The Story
Why it exists.
The beginning
Carthusia has operated from Capri since 1948, when a Carthusian prior passed centuries-old perfume formulas to a local chemist named Anthony Martenase. The house remains in that same small laboratory, hand-blending fragrances from local botanicals. Luca Maffei, working with this island-rooted house, translated the Neapolitan dialect name A'mmare, meaning at sea, into a scent that captures open water rather than coastal tourism. The collaboration between Maffei's modern approach and Carthusia's insular tradition produced a marine fragrance that feels genuine to its geographic origins.
The note structure reflects a deliberate philosophy: open with raw coastal materials, transition through atmospheric clarity, and anchor with woods that suggest driftwood rather than tropical forests. The pairing of salt with rosemary creates an opening that feels authentic to Mediterranean coastal environments, while the aquatic heart maintains the maritime thread without relying on typical beach-breeze accords. The drydown woods, particularly guaiac wood, provide a smoky quality that distinguishes A'mmare from cleaner marine fragrances.
The evolution
The opening of A'mmare delivers salt and rosemary immediately, a combination that reads as coastal and slightly medicinal. Bergamot arrives within seconds to brighten the composition before the heart phase takes over. The heart introduces aquatic notes that create a convincing maritime illusion, while mint adds a cooling element that keeps the fragrance feeling fresh even in warmth. As the scent moves into its drydown, white musk provides a clean transitional layer before cedarwood and guaiac wood introduce dry, smoky woodiness. Patchouli emerges last, adding earthy depth that grounds the entire composition and prevents the marine elements from dissipating into abstraction.
Cultural impact
A'mmare represents Carthusia's vision of what marine fragrance can achieve. Luca Maffei built this as an aromatic-aquatic-woody composition that bridges niche perfumery with everyday accessibility. The salt-mineral character draws natural comparisons to Profumum Roma's Acqua di Sale and similar coastal compositions, yet A'mmare distinguishes itself through the herbal dimension, rosemary and mint that anchor the marine notes in something distinctly Mediterranean rather than abstract or generic.

* **INPUT DATA**
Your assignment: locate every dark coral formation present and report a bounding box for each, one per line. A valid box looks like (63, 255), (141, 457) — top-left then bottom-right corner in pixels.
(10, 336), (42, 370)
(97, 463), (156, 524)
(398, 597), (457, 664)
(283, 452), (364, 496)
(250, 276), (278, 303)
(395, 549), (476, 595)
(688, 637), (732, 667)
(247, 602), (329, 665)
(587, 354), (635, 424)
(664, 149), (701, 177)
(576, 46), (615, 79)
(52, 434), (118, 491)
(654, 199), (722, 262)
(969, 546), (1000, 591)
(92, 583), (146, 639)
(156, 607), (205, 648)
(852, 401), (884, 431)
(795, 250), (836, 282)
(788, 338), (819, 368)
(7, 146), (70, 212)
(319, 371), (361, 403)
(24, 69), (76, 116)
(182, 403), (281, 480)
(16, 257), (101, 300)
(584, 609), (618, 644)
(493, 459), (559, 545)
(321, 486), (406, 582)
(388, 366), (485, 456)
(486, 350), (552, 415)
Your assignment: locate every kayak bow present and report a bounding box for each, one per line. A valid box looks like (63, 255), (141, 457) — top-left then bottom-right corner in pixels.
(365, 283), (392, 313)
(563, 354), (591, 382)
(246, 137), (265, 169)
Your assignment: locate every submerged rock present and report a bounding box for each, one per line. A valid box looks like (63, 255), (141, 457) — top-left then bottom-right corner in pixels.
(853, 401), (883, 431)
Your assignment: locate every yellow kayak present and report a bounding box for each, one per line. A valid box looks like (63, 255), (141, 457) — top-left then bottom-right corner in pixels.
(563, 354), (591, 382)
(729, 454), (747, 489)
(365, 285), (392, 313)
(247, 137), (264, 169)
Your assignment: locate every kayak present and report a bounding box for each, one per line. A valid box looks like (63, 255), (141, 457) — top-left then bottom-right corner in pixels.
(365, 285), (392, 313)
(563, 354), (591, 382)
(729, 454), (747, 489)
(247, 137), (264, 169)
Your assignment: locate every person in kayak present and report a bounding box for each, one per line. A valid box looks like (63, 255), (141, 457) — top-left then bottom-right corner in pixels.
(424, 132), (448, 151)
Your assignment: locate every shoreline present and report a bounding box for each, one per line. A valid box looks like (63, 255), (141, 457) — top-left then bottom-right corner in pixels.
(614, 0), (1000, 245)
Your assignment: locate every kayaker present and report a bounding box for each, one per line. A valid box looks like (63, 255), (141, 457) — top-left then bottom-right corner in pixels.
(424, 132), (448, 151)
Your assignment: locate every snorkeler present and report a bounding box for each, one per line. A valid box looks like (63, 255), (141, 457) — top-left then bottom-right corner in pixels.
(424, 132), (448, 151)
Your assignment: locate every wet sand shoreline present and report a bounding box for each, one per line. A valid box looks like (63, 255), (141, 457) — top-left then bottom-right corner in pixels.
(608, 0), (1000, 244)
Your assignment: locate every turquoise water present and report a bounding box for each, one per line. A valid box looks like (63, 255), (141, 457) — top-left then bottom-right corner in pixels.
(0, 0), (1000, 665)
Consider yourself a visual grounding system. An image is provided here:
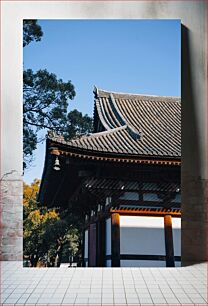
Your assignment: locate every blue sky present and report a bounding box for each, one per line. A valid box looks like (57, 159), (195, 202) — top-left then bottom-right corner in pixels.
(24, 20), (181, 183)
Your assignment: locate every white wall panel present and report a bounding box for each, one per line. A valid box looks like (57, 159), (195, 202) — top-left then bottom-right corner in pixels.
(105, 218), (111, 255)
(84, 230), (88, 258)
(172, 218), (181, 256)
(120, 216), (165, 255)
(121, 260), (166, 267)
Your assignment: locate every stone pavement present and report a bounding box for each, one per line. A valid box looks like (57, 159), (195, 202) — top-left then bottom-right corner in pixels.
(0, 261), (208, 306)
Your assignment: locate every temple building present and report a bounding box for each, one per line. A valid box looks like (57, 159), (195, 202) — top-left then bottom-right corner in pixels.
(39, 88), (181, 267)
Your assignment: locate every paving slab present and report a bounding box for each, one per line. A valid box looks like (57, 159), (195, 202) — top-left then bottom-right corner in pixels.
(0, 261), (208, 306)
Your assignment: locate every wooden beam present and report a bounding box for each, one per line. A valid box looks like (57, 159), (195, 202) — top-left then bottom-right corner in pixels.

* **AIM OF THE TASK**
Decide whether each statement below agrees with the text about A'mmare: (a) Carthusia has been based on Capri since 1948; (b) bergamot is the last note to appear in the drydown; (c) mint gives the heart a cooling quality. Answer yes or no for each, quoting the words of the text that decide it. The records are separate material, unrelated to the text about A'mmare.

* **ANSWER TO THE EXERCISE**
(a) Yes: "Carthusia has operated from Capri since 1948"
(b) No: "Patchouli emerges last"
(c) Yes: "mint adds a cooling element that keeps the fragrance feeling fresh even in warmth"